[Records from a collection]
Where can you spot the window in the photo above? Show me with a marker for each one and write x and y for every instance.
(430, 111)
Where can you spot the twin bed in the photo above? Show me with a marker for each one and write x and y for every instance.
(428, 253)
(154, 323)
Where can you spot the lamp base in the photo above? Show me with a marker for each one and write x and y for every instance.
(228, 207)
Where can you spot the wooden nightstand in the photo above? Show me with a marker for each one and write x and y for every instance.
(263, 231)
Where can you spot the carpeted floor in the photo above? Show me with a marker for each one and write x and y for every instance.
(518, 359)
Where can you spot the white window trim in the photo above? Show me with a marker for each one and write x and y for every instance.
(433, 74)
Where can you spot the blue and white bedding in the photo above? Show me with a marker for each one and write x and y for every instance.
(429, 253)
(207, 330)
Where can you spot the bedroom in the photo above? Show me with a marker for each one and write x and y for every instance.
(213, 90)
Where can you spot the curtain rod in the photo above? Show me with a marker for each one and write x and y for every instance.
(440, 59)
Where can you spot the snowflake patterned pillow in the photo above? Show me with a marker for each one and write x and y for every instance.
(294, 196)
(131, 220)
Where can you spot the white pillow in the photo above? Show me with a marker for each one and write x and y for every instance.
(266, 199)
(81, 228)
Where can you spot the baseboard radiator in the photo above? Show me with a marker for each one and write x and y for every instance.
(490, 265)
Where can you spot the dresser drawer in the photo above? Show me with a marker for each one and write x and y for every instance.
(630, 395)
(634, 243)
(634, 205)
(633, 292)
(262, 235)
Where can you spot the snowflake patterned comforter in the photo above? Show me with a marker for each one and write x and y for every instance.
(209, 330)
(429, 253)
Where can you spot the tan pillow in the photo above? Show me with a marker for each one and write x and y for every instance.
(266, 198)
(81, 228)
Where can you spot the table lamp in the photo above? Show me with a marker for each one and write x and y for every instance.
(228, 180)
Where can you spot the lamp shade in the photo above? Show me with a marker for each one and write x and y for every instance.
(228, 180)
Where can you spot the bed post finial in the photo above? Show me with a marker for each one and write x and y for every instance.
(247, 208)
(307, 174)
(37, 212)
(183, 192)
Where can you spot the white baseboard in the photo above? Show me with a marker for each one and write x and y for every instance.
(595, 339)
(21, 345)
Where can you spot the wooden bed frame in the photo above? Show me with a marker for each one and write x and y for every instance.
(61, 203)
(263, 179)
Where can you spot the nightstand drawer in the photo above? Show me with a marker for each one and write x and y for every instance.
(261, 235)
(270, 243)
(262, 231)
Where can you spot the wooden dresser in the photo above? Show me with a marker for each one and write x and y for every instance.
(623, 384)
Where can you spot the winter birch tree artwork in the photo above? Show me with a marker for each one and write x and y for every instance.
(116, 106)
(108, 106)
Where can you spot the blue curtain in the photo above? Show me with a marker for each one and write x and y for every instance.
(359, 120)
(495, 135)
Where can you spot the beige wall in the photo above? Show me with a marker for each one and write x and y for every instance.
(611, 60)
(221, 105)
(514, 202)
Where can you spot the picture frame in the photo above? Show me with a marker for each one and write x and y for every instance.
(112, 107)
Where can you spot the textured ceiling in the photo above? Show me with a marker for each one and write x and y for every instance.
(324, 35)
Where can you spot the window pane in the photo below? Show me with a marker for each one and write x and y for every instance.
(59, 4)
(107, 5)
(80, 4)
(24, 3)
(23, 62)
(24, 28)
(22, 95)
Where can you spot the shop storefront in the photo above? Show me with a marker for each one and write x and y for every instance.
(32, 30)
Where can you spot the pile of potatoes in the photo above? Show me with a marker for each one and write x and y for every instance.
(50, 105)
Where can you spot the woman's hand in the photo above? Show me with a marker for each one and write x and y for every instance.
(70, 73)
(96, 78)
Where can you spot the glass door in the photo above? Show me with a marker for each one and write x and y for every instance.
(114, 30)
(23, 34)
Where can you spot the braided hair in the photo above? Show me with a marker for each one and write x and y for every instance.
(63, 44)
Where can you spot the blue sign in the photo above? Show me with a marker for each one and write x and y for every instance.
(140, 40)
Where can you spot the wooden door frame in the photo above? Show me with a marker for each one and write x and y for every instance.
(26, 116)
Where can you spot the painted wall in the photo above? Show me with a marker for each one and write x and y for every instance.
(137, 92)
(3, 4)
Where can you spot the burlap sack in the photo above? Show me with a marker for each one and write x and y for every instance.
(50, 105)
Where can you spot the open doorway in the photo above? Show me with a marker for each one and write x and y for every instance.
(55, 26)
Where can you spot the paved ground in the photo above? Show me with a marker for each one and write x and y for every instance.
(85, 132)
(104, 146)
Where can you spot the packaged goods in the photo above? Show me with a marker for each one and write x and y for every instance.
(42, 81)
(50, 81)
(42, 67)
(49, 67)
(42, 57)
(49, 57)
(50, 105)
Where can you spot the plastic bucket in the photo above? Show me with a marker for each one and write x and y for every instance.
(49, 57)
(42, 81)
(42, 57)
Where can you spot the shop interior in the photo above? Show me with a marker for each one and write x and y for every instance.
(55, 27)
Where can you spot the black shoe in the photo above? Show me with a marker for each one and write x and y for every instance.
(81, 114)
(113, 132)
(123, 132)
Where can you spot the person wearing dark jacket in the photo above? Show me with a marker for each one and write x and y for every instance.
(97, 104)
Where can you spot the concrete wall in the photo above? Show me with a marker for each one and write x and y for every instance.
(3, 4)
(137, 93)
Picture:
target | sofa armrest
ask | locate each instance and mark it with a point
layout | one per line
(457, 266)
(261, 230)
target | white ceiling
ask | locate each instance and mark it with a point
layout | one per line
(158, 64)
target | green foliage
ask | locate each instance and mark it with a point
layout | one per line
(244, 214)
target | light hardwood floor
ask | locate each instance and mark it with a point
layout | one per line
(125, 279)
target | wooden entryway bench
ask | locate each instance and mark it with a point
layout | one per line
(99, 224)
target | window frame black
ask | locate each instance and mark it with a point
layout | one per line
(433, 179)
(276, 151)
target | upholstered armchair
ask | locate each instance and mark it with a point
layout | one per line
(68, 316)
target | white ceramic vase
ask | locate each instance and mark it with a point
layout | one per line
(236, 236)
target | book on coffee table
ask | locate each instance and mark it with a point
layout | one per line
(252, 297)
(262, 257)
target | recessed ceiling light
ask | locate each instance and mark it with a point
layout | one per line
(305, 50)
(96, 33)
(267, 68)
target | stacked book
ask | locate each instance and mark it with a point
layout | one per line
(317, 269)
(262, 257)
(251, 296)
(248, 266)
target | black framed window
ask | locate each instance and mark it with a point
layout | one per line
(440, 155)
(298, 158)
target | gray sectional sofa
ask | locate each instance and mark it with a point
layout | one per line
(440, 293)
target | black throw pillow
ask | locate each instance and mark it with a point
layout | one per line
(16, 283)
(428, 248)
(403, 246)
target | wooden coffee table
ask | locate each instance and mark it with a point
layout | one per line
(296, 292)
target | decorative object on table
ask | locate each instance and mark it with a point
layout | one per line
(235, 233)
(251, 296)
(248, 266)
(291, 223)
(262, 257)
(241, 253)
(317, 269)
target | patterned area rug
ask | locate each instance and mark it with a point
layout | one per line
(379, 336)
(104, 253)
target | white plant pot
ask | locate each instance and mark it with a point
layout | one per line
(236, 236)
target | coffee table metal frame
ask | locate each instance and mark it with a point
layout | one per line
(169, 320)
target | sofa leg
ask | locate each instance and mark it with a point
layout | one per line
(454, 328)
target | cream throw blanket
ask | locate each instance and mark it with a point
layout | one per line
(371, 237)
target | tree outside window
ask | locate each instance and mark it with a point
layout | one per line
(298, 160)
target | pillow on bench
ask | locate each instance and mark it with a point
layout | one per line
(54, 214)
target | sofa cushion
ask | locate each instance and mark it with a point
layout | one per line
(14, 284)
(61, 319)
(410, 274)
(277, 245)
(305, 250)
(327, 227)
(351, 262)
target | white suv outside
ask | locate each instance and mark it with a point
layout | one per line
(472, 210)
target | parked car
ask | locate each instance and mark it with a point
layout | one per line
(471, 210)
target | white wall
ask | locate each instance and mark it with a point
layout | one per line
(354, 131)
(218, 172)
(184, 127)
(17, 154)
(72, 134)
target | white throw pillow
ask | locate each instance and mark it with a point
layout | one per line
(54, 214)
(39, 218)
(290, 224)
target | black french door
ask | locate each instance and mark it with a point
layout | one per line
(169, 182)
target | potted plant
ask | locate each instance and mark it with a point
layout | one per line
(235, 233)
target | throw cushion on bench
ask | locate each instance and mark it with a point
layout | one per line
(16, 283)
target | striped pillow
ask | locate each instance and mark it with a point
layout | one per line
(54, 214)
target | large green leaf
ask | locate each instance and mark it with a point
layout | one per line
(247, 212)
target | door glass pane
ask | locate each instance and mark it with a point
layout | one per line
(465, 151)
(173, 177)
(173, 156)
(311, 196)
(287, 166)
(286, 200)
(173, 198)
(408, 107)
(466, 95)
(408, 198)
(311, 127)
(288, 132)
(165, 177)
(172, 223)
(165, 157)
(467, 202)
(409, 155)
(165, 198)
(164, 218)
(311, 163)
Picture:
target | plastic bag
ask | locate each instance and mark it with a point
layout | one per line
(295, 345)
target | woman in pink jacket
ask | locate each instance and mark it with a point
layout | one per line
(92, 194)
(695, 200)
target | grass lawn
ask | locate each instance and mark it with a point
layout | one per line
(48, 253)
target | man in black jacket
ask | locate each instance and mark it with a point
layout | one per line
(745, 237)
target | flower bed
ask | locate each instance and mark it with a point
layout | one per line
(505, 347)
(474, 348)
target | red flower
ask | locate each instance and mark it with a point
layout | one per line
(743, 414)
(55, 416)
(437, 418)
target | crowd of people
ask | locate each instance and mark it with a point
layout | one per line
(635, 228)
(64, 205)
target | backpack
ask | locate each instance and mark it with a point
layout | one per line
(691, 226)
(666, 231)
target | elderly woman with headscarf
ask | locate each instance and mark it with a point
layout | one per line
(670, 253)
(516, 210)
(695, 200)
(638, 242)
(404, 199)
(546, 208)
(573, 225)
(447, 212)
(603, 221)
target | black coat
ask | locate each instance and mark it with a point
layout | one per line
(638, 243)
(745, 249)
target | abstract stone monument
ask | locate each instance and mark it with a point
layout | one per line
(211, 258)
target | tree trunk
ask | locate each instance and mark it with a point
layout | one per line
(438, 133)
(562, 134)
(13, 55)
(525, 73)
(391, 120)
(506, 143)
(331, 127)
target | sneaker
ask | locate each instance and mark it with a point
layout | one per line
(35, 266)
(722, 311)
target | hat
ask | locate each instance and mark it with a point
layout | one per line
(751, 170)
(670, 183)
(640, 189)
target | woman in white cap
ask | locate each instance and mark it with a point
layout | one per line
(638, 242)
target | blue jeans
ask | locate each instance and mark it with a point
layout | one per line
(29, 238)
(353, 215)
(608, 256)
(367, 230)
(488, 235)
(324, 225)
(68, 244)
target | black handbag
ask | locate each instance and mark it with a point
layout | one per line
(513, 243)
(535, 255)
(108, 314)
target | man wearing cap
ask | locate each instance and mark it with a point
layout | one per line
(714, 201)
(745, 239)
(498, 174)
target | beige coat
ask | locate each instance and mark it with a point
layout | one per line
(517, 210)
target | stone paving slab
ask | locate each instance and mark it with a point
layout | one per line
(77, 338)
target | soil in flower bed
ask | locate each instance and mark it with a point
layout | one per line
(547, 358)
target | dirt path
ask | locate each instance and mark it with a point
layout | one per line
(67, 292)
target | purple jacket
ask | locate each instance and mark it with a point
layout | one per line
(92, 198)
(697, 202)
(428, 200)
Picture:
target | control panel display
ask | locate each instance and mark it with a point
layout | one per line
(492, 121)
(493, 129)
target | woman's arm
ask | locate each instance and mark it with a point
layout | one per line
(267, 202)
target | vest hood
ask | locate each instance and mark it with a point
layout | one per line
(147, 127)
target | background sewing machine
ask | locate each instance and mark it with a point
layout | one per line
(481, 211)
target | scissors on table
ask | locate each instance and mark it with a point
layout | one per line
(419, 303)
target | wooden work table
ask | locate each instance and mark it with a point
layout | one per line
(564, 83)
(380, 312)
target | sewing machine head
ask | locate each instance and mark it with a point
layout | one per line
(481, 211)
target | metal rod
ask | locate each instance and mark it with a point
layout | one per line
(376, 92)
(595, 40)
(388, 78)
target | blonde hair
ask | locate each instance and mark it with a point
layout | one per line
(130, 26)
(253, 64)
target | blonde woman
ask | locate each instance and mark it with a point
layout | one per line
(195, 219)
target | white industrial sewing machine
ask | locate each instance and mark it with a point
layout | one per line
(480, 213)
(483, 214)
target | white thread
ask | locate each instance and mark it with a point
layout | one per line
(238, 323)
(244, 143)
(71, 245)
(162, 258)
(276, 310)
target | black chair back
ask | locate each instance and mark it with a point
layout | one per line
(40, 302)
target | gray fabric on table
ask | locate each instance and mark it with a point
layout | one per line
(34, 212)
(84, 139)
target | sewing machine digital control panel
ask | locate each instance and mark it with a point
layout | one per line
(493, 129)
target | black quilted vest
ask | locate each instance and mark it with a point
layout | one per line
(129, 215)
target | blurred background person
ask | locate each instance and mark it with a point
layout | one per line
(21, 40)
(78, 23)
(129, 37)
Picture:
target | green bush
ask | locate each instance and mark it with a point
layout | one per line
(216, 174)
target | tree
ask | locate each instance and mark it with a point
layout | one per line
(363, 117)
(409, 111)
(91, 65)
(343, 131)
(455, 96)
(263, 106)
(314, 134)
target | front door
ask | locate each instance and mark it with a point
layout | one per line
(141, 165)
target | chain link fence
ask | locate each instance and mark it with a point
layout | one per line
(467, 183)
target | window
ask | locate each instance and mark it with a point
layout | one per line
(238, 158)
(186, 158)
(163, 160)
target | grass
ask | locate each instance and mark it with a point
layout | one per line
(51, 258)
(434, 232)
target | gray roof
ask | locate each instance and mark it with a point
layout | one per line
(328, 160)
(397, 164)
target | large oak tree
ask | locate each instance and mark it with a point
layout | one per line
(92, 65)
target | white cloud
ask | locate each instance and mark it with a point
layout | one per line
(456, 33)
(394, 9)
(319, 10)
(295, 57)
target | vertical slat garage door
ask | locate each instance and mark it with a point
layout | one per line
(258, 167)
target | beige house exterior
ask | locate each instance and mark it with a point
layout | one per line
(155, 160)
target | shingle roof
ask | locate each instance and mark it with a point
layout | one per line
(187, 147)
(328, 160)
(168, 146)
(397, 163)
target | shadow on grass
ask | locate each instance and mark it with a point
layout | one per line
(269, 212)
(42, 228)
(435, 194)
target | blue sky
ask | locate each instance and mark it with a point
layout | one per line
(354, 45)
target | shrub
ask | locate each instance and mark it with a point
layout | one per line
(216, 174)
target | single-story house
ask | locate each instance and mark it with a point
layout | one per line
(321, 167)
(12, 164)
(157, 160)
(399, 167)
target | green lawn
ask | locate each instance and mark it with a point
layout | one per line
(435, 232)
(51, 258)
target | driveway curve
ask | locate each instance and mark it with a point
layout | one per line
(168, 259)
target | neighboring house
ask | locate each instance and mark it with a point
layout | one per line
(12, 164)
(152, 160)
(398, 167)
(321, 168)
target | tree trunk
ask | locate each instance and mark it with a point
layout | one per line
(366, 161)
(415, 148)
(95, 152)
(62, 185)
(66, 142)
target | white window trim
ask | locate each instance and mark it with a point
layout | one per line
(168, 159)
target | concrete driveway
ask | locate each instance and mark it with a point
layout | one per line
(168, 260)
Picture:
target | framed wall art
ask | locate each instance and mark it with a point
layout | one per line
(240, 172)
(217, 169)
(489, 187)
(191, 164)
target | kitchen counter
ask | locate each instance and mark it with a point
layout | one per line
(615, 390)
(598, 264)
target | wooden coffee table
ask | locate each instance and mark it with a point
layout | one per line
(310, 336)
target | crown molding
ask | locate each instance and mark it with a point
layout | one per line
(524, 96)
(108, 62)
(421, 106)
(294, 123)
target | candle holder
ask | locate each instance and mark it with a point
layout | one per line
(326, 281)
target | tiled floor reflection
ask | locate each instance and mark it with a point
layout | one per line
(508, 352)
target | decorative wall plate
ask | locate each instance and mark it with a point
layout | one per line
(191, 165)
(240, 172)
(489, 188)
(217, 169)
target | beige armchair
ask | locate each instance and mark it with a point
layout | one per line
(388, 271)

What to produce: Extract each line holding the word "book" from the records.

Written response:
target | book on coffee table
target | stacked book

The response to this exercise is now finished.